=== Begin Enclosure ===

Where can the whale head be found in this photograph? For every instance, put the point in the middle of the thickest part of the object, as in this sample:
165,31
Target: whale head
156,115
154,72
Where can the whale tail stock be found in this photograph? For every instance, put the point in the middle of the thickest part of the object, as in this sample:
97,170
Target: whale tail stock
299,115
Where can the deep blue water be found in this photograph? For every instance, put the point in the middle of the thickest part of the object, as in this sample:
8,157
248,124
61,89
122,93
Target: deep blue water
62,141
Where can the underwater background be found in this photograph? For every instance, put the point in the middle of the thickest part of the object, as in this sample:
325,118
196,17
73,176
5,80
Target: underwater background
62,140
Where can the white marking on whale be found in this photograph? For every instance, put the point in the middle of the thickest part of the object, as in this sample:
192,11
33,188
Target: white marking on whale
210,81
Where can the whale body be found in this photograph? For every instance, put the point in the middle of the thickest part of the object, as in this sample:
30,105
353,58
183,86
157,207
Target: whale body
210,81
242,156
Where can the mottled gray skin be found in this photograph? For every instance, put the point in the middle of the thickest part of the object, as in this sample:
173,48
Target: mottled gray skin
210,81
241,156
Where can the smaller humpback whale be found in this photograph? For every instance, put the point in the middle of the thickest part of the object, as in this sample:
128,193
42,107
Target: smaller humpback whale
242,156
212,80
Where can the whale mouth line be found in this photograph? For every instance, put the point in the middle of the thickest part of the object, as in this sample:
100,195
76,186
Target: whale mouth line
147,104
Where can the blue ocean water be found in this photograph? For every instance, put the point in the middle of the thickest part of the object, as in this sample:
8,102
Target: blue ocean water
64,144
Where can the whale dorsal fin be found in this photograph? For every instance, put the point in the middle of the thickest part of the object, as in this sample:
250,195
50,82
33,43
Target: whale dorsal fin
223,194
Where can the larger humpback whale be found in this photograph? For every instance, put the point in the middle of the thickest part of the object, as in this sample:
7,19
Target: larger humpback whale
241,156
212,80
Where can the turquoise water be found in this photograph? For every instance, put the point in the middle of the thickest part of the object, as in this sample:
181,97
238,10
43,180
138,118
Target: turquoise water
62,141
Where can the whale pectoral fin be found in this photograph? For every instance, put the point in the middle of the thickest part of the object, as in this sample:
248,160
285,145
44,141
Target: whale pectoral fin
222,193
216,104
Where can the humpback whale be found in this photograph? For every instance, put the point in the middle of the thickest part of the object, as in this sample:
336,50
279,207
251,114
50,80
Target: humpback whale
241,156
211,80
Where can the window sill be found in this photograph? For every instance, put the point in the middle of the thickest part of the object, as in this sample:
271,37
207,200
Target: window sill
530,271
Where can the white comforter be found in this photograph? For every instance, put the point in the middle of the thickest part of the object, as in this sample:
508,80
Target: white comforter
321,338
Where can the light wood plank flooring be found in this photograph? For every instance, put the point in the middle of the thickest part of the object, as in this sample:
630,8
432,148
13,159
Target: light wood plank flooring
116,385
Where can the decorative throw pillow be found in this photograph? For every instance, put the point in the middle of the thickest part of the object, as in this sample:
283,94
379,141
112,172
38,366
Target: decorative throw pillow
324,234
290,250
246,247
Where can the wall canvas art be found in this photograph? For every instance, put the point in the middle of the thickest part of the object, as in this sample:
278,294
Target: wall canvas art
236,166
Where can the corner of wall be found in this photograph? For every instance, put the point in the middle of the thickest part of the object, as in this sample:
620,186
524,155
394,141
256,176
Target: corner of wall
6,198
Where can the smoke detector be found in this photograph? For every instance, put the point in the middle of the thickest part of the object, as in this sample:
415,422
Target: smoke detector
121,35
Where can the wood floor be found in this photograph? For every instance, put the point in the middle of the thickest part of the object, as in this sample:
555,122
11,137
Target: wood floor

=== End Enclosure ===

[Work instructions]: What you return must match the records above exactly, line for line.

[Output of the exercise]:
Where can the whale head be found in this photograph? For every instance, put the point in the middle of the thickest part of the object, as in this sample:
165,31
Target: whale head
156,115
154,72
Where can the whale tail stock be found in this photograph? For every instance, put the point in the middle of the thickest part of the object, as in this sample:
97,170
Target: whale tail stock
299,115
Where can the deep blue water be found in this photograph? For every instance, put the point in the middle of the thickest part of the object, as in this sample:
8,157
248,124
61,89
122,93
Target: deep blue water
62,141
Where can the underwater background be found in this photograph? For every instance, put the point in the middle of the thickest part of the object, as in this sample:
325,118
196,17
73,176
5,80
Target: underwater background
62,140
Where can the white marking on whale be found in this photograph? For every instance, put the point in the middle of the thickest part of the object, as in this sample:
192,11
33,188
Target: white marking on whale
210,81
Where can the whale body be found in this photograph? For every instance, put the point in the middle of the thickest part of the object, as in this sample:
30,105
353,58
183,86
157,207
Target: whale body
210,81
242,156
Where can the mottled gray skin be found in this photograph? For every instance, put the point in the middle of the thickest part of the object, as in this sample:
173,48
Target: mottled gray skin
210,81
241,156
Where can the smaller humpback whale be found in this photograph? For every instance, put the point in the middle of the thickest part of the object, as in this sample:
128,193
42,107
Target: smaller humpback whale
242,156
212,80
Where can the whale mouth line be found in this photograph? For every instance, put the point in the middle of the thickest part of the object, as in this sample:
100,195
76,186
Target: whale mouth line
147,104
Where can the blue ocean water be found in this photograph? For every instance, put the point in the middle of the thickest part of the object, as in this sample:
8,102
Target: blue ocean water
64,144
Where can the whale dorsal fin be found in this photograph? For every instance, put the point in the middle of the thickest part of the object, as in this sample:
250,195
50,82
33,43
Target: whale dorsal fin
223,194
Where can the larger humpback whale be found in this photograph? For every instance, put the point in the middle of the thickest part of the object, as in this sample:
7,19
Target: larger humpback whale
241,156
212,80
Where can the turquoise water be found in this photograph? For every instance, put the point in the middle of the thickest part of the object, as in this sample:
181,97
238,10
43,180
138,118
Target: turquoise water
62,141
Where can the whale pectoral fin be found in this photograph? For every instance, put the point in the middle of the thickest part of the object, as in this sample:
248,160
285,145
44,141
Target: whale pectoral fin
222,193
216,104
Where can the humpback whale be found in this photograph? For every instance, put the point in the middle of the thickest part of the object, as in this sample:
336,50
279,207
251,114
50,80
Target: humpback whale
241,156
211,80
Where can the window sill be found in this photograph? For every instance, put the point in the middle of the thickest part of the object, as in this sample:
271,37
207,200
Target: window sill
530,271
Where can the white comforter be found in this photograph? For every instance, put the point in the middle of the thickest part of the object, as in this sample:
508,80
Target: white comforter
321,338
Where can the light wood plank flooring be found in this photograph? For every instance, put the point in the middle of the thickest part of the object, as in this sample:
630,8
432,148
13,159
Target: light wood plank flooring
116,385
Where can the decorative throw pillow be found in this photograph? For every instance, put the point in the middle of the thickest part of the object, as in this sample:
283,94
379,141
112,172
38,366
Target: decorative throw pillow
324,234
290,250
246,247
Where can the wall canvas art be found in this photograph? For every instance, put the point in the middle of the thickest part of the object, as in this sample:
278,294
Target: wall canvas art
236,166
Where can the corner of wall be found in this photograph? For every instance, put the point in the middle of the thickest part of the object, as in this sample:
620,186
524,155
394,141
256,176
Target: corner of wall
6,198
Where can the smoke detector be found in this photograph? For every instance, put the point in the middle of the thickest part of the object, as in this sample:
415,422
Target: smoke detector
121,35
Where can the wood floor be found in this photograph? For every instance, put the point in the middle of the thickest part of the object, as in this sample:
555,122
11,137
Target: wood floor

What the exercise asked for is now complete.